STATED EXERCISE = Swap "boulder" for "large rock" in the lines starting with the line that contains "Could you kindly segment every instance of the boulder?" and going on through the end of the data. Give those lines again with everything else unchanged.

[Boundary annotation data]

-- begin --

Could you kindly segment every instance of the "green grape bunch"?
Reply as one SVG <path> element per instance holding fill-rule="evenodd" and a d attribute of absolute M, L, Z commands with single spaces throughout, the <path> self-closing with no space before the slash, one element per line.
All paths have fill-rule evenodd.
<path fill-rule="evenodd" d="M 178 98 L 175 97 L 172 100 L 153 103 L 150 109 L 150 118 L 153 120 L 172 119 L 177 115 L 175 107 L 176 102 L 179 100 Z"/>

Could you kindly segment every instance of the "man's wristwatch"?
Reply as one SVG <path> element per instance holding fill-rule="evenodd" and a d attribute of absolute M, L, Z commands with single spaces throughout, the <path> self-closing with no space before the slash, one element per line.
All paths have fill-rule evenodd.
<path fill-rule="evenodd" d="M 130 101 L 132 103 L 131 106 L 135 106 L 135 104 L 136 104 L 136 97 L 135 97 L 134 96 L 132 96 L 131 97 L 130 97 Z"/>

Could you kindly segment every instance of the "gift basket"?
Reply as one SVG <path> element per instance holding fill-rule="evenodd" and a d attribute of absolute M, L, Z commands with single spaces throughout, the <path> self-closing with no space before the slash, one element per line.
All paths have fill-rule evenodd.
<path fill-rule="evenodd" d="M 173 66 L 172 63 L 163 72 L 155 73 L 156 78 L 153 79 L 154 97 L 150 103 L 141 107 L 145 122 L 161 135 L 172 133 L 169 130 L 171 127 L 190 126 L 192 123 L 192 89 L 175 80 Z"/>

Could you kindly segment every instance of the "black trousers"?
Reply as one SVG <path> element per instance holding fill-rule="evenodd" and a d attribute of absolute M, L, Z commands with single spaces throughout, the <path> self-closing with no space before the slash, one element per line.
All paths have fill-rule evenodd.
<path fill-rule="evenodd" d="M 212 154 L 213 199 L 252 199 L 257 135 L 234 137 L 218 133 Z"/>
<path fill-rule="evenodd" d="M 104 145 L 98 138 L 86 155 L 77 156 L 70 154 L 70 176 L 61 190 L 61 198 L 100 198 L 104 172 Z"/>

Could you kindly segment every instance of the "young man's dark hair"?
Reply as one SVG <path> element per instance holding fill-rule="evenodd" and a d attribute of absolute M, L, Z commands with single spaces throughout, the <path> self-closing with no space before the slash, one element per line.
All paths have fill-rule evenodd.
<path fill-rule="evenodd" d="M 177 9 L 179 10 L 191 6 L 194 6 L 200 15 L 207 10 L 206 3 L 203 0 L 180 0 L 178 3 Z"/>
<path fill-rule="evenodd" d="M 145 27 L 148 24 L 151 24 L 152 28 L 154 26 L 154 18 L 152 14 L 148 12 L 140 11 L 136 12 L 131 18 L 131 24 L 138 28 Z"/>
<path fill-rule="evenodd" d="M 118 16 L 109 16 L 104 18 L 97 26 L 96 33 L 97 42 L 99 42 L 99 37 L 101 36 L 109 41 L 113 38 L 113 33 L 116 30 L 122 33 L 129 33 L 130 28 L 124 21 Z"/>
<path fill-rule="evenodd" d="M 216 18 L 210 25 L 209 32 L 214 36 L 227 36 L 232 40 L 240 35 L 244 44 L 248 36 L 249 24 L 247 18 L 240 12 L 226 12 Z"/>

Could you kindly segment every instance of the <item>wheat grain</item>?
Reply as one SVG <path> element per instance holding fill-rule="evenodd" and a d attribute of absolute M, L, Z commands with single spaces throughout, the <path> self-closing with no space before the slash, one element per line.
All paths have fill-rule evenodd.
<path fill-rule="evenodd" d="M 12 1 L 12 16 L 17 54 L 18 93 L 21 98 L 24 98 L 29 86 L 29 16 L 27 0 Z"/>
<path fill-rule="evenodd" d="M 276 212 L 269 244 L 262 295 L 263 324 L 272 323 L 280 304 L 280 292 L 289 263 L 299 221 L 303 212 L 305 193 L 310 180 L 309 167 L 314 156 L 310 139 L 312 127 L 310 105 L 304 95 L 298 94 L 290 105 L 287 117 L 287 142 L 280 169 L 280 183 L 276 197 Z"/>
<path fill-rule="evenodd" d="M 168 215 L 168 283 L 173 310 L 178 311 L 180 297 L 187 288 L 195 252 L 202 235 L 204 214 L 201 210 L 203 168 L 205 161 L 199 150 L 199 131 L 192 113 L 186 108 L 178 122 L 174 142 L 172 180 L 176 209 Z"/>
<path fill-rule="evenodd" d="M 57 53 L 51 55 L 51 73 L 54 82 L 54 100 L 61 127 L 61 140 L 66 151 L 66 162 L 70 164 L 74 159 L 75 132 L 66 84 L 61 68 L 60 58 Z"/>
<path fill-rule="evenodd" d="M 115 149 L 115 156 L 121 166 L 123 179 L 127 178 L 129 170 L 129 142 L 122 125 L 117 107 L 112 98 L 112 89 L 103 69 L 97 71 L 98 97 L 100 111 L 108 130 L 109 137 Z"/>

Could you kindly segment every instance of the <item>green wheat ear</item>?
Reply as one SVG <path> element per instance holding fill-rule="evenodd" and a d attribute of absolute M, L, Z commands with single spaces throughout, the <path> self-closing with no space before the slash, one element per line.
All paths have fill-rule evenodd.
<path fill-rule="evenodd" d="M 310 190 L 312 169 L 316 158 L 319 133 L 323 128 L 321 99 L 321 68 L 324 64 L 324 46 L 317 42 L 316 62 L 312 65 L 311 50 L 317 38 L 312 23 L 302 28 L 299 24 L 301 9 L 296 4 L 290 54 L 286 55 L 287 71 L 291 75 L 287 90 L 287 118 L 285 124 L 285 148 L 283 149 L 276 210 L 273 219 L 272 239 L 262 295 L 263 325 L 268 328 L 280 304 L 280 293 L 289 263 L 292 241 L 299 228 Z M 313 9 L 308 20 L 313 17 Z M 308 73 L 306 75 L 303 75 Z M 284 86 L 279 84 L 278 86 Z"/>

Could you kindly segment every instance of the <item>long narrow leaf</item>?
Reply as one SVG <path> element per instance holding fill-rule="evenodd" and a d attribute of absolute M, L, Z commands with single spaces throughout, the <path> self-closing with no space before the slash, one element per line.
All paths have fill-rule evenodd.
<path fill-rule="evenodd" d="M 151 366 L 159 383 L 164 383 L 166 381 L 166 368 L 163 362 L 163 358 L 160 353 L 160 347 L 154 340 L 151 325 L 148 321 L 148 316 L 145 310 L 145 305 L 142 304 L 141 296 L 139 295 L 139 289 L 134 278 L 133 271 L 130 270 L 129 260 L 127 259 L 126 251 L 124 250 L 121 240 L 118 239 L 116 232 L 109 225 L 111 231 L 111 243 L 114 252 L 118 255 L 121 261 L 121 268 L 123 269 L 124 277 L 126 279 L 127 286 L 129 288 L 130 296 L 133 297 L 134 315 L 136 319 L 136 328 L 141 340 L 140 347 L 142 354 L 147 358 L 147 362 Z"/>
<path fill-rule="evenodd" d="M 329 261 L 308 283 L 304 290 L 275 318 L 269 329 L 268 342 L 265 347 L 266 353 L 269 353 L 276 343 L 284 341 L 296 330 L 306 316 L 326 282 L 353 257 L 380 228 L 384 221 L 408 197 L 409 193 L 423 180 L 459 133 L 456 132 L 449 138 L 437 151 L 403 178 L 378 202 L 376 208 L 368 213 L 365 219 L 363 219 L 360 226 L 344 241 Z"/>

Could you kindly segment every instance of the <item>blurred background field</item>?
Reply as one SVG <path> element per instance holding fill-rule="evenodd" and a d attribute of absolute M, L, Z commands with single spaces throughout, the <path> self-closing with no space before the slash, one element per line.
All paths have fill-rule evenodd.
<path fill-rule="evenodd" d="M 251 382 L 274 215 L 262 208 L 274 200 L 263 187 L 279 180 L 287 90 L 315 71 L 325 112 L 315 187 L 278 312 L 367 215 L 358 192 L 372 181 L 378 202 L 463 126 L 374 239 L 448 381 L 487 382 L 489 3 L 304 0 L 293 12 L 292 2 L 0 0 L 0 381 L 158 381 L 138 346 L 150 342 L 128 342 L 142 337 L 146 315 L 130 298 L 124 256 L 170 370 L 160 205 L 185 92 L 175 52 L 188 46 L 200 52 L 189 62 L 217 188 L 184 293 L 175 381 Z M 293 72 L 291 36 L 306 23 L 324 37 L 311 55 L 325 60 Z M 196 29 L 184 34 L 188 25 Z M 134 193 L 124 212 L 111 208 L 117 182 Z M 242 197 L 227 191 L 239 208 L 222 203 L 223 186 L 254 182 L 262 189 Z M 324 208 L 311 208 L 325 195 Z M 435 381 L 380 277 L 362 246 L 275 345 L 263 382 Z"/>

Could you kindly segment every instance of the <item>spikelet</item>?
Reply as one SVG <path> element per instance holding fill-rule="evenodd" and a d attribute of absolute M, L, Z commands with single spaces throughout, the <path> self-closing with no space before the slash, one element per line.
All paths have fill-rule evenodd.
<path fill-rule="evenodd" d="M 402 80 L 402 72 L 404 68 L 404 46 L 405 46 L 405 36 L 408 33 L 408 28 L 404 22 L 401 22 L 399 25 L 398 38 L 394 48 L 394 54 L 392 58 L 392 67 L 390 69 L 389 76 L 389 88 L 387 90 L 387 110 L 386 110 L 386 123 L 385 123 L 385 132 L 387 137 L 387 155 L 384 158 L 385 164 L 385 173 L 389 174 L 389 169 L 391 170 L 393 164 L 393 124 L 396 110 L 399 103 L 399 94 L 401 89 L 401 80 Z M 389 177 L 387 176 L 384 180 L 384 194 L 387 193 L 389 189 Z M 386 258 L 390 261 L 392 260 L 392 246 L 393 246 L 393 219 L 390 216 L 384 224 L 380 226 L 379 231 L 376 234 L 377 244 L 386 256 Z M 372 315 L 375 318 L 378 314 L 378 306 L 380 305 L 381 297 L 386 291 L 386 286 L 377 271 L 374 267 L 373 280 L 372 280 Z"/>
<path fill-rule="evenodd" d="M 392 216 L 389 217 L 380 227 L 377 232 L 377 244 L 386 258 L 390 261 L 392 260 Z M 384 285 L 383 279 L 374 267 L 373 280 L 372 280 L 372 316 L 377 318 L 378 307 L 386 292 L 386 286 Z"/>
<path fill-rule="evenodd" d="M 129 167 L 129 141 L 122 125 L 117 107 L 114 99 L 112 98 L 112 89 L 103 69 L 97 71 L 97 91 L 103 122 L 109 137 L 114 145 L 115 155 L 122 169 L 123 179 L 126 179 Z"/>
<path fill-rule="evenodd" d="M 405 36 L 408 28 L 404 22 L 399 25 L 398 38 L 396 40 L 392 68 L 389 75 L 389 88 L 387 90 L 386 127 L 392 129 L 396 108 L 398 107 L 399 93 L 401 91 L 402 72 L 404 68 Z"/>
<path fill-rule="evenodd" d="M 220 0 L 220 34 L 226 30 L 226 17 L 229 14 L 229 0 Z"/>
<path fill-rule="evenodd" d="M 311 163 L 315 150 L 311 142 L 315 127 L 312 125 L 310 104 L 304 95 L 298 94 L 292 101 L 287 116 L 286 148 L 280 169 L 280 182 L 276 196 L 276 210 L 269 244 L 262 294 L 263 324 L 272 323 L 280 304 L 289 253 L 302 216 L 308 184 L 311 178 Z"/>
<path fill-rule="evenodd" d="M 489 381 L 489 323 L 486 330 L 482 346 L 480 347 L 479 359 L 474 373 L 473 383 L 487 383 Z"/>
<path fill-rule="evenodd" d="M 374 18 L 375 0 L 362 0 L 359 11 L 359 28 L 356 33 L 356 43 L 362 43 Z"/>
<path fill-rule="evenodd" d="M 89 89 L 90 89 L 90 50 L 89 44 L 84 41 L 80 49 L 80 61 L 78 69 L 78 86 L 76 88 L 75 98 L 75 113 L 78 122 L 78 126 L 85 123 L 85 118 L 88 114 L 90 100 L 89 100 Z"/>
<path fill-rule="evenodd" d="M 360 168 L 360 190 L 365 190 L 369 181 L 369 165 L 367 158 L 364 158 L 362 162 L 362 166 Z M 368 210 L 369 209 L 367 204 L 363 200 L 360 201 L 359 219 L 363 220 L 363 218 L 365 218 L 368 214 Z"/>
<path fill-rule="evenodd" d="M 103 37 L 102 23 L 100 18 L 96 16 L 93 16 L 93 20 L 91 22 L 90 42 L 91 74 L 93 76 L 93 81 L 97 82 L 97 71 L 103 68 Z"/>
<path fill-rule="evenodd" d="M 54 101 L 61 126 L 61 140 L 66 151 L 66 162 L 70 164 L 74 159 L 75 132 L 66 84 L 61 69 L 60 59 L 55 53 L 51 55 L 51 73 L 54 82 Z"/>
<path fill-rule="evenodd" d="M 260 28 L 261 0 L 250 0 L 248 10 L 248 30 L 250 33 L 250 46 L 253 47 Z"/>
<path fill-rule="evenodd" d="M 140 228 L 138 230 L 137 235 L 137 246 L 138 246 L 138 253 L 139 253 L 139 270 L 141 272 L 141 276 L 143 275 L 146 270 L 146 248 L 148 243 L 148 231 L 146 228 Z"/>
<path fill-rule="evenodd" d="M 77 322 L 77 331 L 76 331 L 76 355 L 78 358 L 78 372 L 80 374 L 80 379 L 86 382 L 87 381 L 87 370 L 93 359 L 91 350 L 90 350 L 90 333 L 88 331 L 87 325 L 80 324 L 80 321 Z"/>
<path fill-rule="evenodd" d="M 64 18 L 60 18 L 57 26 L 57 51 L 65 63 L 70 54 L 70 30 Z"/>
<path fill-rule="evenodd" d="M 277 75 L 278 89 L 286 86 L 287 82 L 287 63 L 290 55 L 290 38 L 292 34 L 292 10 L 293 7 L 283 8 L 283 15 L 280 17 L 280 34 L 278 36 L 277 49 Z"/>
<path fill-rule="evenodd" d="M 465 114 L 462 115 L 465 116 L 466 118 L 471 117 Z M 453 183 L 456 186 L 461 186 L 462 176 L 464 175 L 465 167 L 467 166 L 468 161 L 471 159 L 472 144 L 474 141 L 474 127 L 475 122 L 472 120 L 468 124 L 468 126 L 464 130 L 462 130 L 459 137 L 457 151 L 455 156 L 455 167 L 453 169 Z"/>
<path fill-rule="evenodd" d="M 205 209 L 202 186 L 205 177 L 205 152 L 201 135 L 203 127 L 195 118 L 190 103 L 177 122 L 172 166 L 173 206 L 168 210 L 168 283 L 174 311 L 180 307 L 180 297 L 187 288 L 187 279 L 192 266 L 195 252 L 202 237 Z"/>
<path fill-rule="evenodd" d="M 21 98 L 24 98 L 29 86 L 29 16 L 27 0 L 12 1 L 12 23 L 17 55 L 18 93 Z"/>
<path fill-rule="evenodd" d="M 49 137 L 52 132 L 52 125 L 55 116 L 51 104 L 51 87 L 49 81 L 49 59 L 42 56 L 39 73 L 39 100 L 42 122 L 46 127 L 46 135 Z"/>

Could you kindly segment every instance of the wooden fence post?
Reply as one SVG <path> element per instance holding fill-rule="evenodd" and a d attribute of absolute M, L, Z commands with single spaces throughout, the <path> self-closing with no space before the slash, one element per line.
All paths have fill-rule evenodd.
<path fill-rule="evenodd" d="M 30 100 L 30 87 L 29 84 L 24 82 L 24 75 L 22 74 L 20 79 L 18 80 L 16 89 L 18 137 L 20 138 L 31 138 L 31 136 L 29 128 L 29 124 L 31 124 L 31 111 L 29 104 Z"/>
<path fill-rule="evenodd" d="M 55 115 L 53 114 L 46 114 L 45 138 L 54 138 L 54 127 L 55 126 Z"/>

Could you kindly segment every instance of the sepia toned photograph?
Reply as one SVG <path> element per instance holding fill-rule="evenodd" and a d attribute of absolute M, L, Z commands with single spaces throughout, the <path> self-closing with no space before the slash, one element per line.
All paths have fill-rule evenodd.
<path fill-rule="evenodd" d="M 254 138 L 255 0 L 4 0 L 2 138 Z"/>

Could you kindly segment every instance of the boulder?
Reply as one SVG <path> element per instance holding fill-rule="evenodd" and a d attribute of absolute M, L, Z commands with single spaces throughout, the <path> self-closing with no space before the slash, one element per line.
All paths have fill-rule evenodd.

-- end --

WRITTEN SOLUTION =
Could you kindly segment every instance of the large rock?
Reply as one SVG <path> element per instance holding fill-rule="evenodd" and a d attribute of absolute M, L, Z commands with single spaces throughout, the <path> self-closing with no space before the slash, one element per line.
All paths have fill-rule evenodd.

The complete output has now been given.